PASSAGE SHOWN:

════════

Sadly, I have to ding Best of the Web today and defend the New York Times.
Today the Times weighs in against expanding the USA Patriot Act to allow terror investigators to use a procedure called an administrative subpoena to gather information. We gather that conservatives by and large support this proposal while liberals oppose it, which itself would be evidence that Rove was right. But our jaw dropped when we read this paragraph:
The bill’s defenders note that administrative subpoenas are already allowed in other kinds of investigations. But these are generally in highly regulated areas, like Medicaid billing. The administrative subpoena power in the new bill would apply to anything the F.B.I. deemed related to alleged foreign intelligence or terrorism, and could, in practice, give the F.B.I. access to almost any private records it wanted.
So in the Times’ view, it’s worth making some compromises on civil liberties when something really weighty is at stake, like Medicaid funding. But terrorism just doesn’t rise to that level of importance.

════════

(Referring expression data)
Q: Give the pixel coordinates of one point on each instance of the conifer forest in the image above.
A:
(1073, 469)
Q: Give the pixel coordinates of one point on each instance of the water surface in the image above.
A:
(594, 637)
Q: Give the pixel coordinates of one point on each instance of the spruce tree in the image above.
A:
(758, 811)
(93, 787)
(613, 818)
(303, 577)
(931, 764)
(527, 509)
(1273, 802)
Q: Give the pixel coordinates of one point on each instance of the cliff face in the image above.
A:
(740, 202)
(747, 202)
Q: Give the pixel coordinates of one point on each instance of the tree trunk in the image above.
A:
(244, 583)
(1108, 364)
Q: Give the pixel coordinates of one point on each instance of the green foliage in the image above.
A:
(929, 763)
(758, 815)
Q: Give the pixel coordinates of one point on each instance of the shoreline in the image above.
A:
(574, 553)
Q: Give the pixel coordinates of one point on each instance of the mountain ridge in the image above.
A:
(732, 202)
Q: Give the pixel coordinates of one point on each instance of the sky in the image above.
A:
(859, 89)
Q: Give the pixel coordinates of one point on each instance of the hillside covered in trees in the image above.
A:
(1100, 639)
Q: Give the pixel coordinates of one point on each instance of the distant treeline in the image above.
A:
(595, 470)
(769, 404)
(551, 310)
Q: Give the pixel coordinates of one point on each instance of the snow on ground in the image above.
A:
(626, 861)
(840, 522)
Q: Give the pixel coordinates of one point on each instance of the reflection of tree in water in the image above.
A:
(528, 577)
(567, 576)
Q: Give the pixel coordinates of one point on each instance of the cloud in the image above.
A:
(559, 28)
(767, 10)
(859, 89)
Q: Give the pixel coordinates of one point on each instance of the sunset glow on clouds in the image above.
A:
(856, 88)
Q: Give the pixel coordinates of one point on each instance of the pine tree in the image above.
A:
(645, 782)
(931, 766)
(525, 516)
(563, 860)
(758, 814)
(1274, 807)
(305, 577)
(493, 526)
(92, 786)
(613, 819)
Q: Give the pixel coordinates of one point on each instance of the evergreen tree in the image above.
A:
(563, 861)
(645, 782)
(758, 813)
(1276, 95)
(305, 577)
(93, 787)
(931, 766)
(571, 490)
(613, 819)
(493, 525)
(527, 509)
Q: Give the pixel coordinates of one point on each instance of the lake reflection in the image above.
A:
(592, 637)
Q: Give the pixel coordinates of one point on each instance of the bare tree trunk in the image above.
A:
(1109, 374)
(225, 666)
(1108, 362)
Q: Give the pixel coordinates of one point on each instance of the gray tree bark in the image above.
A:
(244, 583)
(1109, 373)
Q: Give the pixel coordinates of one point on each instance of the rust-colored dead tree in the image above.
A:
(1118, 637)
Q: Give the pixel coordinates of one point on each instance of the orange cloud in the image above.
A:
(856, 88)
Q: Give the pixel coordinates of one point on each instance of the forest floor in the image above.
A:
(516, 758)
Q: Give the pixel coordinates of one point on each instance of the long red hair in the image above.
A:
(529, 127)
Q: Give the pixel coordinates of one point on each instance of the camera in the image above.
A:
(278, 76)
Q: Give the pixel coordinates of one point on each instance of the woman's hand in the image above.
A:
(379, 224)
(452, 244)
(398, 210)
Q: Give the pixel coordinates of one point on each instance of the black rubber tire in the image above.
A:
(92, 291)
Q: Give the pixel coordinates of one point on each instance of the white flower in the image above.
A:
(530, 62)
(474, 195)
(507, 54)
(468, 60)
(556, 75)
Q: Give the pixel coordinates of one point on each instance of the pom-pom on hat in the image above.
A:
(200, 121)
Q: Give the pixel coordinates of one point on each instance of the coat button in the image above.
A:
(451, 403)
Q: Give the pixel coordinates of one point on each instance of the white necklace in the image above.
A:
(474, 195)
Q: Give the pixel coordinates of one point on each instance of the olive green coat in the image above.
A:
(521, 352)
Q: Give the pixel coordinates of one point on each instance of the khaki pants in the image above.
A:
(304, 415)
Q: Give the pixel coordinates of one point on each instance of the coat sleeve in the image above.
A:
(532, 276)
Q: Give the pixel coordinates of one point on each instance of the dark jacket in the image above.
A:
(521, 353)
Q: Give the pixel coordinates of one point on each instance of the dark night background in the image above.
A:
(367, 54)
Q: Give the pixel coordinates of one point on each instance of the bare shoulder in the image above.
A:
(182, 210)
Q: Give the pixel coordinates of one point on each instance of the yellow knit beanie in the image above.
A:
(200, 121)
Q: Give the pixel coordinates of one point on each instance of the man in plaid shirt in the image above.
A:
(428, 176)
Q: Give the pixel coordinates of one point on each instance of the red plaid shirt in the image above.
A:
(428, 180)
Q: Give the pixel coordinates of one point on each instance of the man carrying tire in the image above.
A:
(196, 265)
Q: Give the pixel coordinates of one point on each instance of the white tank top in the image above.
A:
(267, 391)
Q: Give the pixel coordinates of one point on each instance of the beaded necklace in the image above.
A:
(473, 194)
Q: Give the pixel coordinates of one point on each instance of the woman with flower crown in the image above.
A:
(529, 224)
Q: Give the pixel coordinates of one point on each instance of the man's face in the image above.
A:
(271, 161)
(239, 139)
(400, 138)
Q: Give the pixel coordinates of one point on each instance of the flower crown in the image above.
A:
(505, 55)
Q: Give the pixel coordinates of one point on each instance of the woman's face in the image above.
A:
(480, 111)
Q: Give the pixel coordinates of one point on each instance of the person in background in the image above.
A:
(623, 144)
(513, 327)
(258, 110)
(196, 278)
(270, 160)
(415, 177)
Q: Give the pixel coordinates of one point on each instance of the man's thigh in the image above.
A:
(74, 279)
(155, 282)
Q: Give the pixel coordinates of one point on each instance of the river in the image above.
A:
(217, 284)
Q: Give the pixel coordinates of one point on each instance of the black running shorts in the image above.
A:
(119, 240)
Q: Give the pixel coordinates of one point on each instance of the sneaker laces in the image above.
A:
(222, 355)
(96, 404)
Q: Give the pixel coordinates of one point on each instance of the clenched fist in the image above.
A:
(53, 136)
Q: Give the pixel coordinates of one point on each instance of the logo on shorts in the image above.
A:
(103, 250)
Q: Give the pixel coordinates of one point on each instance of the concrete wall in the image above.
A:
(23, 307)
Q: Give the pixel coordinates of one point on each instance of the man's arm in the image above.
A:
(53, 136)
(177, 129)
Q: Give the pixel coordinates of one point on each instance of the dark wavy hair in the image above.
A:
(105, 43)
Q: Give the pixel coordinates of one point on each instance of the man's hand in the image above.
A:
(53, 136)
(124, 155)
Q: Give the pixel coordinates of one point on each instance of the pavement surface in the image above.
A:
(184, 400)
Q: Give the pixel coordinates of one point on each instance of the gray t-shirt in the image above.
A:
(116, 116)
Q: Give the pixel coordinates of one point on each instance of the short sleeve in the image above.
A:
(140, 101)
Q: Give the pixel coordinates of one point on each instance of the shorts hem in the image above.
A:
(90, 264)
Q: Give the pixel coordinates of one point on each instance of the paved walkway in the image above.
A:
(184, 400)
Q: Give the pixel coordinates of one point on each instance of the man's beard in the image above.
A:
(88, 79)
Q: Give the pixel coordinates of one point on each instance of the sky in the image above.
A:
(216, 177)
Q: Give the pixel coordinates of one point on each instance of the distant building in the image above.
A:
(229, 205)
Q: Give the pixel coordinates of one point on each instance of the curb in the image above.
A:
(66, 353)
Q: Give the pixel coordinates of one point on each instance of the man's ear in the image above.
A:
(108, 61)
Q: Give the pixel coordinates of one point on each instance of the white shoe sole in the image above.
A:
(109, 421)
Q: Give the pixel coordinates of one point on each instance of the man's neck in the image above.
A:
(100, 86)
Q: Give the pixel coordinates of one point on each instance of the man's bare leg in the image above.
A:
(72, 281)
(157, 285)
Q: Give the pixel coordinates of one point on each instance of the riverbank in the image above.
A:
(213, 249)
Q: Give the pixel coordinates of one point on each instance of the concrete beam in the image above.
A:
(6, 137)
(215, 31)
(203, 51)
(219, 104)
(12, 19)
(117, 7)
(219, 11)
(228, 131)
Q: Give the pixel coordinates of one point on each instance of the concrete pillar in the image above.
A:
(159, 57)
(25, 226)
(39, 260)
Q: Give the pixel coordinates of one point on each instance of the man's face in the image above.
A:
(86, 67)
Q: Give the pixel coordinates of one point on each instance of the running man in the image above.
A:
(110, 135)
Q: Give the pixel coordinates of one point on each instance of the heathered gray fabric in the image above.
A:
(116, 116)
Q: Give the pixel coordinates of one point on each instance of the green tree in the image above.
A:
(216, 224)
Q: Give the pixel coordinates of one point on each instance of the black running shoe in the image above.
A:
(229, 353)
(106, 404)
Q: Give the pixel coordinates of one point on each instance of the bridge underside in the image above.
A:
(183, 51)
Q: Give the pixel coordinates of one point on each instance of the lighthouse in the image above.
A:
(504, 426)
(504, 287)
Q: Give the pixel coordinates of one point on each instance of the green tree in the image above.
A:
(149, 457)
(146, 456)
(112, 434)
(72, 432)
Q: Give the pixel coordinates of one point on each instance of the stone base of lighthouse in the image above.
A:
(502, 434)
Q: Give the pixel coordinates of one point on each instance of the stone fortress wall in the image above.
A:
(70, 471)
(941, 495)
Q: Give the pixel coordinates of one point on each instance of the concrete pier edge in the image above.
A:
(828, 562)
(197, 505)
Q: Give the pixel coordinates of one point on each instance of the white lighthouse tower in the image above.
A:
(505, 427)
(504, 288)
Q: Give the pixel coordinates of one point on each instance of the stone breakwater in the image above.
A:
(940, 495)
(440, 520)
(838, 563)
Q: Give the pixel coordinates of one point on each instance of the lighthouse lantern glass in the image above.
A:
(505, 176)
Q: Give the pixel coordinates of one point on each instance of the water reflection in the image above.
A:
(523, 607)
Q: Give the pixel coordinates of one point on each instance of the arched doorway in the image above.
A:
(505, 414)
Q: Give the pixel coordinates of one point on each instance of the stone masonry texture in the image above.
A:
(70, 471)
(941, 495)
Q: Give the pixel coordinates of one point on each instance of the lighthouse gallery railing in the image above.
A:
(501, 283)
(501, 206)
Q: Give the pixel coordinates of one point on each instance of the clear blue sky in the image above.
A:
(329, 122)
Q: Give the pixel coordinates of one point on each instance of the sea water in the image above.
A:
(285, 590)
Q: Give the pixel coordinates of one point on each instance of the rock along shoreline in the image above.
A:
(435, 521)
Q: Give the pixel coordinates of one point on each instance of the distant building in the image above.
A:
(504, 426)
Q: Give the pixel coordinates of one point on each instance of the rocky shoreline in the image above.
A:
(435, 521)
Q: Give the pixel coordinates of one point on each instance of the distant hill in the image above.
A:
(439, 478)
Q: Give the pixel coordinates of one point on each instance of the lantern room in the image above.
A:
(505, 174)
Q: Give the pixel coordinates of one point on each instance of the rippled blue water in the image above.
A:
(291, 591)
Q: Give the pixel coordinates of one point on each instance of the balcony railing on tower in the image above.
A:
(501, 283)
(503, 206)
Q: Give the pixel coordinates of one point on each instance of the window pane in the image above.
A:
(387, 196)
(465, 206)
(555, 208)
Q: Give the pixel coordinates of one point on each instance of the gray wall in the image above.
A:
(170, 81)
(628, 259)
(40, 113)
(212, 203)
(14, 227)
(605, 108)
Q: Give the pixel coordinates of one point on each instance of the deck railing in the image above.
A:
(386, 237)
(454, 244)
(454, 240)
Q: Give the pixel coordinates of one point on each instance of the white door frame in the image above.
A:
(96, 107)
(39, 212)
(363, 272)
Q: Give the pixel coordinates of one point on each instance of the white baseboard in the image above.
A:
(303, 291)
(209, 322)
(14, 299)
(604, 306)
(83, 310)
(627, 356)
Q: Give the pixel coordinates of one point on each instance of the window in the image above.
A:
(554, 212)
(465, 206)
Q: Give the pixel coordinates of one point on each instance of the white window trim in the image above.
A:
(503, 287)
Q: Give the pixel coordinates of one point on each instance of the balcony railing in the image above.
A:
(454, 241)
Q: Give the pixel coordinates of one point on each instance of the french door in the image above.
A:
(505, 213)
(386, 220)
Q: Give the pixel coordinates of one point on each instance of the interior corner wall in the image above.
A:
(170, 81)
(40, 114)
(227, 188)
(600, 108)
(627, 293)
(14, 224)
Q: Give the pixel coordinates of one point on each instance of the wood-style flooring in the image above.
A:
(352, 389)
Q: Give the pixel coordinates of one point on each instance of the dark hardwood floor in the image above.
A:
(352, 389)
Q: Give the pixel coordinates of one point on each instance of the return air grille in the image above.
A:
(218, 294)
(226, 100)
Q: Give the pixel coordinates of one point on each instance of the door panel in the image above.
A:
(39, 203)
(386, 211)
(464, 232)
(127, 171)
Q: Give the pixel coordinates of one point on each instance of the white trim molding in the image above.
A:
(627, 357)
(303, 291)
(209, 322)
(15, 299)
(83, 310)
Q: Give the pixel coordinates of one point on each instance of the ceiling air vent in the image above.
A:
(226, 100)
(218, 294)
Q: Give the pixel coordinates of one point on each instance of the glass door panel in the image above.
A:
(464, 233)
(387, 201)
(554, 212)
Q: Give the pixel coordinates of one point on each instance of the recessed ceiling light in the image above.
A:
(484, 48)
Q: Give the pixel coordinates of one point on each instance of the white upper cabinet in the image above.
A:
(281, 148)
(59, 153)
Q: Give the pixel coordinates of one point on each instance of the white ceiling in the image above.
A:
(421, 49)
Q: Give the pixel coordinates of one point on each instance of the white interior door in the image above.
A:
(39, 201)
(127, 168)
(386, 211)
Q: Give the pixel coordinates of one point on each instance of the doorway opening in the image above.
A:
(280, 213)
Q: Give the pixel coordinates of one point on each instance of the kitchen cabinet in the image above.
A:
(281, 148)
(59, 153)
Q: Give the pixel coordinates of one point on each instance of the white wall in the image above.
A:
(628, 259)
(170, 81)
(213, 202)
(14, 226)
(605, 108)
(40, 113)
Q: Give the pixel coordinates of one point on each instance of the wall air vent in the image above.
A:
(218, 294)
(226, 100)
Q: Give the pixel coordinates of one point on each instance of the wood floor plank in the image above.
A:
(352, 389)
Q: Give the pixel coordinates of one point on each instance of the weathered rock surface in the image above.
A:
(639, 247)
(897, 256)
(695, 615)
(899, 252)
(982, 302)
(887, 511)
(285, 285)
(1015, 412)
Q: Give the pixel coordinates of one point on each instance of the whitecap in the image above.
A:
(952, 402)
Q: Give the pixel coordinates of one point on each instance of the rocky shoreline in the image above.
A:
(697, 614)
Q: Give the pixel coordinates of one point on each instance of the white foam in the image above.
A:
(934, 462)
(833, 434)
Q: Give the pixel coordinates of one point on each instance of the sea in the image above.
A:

════════

WORK INSTRUCTION 1:
Answer these questions about the Patriot Act piece:
(a) What procedure would the proposed expansion let terror investigators use to gather information?
(b) What example of a highly regulated area does the quoted paragraph give?
(c) Which agency could, in the quoted paragraph's view, gain access to almost any private records it wanted?
WORK INSTRUCTION 2: Rename "F.B.I." as "FBI" throughout the Patriot Act piece, starting at "Today the Times" and ending at "records it wanted.", and give that stretch again.
WORK INSTRUCTION 3: Go on with the Patriot Act piece, starting right after its last sentence.

WRITTEN ANSWER 1:
(a) An administrative subpoena.
(b) Medicaid billing.
(c) The F.B.I.

WRITTEN ANSWER 2:
Today the Times weighs in against expanding the USA Patriot Act to allow terror investigators to use a procedure called an administrative subpoena to gather information. We gather that conservatives by and large support this proposal while liberals oppose it, which itself would be evidence that Rove was right. But our jaw dropped when we read this paragraph:
The bill’s defenders note that administrative subpoenas are already allowed in other kinds of investigations. But these are generally in highly regulated areas, like Medicaid billing. The administrative subpoena power in the new bill would apply to anything the FBI deemed related to alleged foreign intelligence or terrorism, and could, in practice, give the FBI access to almost any private records it wanted.

WRITTEN ANSWER 3:
That is (IMHO) a willful misreading of the Time’s point, which is that currently it is Congress who decides in what areas the FBI can use subpoenas, whereas with the proposed law it is the FBI who decides that. It’s not a matter of Medicaid vs. terrorism, but in what body the authority to make the determination lies. As someone who objects to most of the regulatory state on this very basis, that Congress should not be delegating de facto law making to federal agencies, I must side with the Times. Personally, I’d say that I’d consider discussing the FBI getting this capability when it fixes its internal information systems to be able to handle the data. It’s just a bad idea to hand new powers to agencies that have demonstrated the lack of ability to handle its current ones.